■ Textauszug
——
In leichter, aber bröseliger Linie erreichen wir die Biwakschachtel. Es handelt sich dabei um eine ausrangierte Kabine eines Bergwachfahrzeuges – eine rustikale Notunterkunft. Bei einem Wettersturz bestimmt Gold wert, fällt mir dennoch ein winziger Makel auf. Die Tür klemmt. Echt jetzt? Selbst mit absolut roher Gewalt bewegt sich die einzige Tür in die kleine Metallschachtel keinen Millimeter. Es sieht so aus, als wäre der gesamte Rahmen verzogen und die Tür komplett blockiert. Nicht ungefährlich. Keine Ahnung, wie es mittlerweile um das Biwak steht. Mit ihm rechnen würde ich allerdings nicht. Zumindest bis mich ein erneuter Besuch vom Gegenteil überzeugt hat.
——
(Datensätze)
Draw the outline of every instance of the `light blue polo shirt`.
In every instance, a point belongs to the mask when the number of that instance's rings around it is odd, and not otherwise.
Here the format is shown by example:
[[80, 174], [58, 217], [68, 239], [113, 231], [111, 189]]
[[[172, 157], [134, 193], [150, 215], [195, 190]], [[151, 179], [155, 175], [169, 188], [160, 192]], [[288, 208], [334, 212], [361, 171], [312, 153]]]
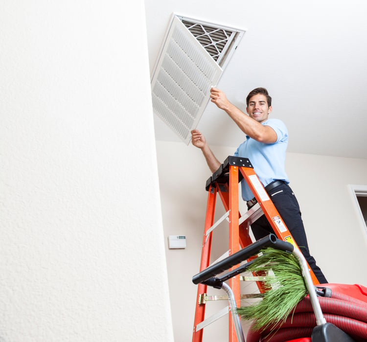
——
Gib aus dem Textauszug über die Biwakschachtel den Abschnitt von „In leichter, aber“ bis einschließlich „Gegenteil überzeugt hat.“ wortgetreu wieder.

In leichter, aber bröseliger Linie erreichen wir die Biwakschachtel. Es handelt sich dabei um eine ausrangierte Kabine eines Bergwachfahrzeuges – eine rustikale Notunterkunft. Bei einem Wettersturz bestimmt Gold wert, fällt mir dennoch ein winziger Makel auf. Die Tür klemmt. Echt jetzt? Selbst mit absolut roher Gewalt bewegt sich die einzige Tür in die kleine Metallschachtel keinen Millimeter. Es sieht so aus, als wäre der gesamte Rahmen verzogen und die Tür komplett blockiert. Nicht ungefährlich. Keine Ahnung, wie es mittlerweile um das Biwak steht. Mit ihm rechnen würde ich allerdings nicht. Zumindest bis mich ein erneuter Besuch vom Gegenteil überzeugt hat.